== Exercise aim ==
Revise the data below by replacing each "soccer ball" with "football" and keeping every other character unchanged.

(Dataset excerpt)
◇ ◇ ◇ ◇ ◇ ◇ ◇
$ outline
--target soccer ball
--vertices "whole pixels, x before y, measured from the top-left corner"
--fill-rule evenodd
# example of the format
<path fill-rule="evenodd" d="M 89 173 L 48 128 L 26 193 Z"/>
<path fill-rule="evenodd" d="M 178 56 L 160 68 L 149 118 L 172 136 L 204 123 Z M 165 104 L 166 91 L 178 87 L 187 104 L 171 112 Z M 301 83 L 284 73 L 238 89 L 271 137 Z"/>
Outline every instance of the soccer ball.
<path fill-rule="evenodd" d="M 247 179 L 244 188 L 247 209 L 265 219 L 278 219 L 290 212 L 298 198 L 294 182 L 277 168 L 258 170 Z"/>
◇ ◇ ◇ ◇ ◇ ◇ ◇
== Answer to this task ==
$ outline
--target football
--vertices "whole pixels, x before y, measured from the top-left corner"
--fill-rule evenodd
# example of the format
<path fill-rule="evenodd" d="M 89 173 L 48 128 L 26 193 Z"/>
<path fill-rule="evenodd" d="M 178 56 L 160 68 L 149 118 L 172 136 L 204 123 Z M 165 104 L 166 91 L 178 87 L 187 104 L 171 112 Z M 301 83 L 284 73 L 238 89 L 271 137 Z"/>
Outline every instance of the football.
<path fill-rule="evenodd" d="M 247 179 L 244 188 L 247 209 L 265 219 L 278 219 L 290 212 L 298 198 L 294 182 L 277 168 L 258 170 Z"/>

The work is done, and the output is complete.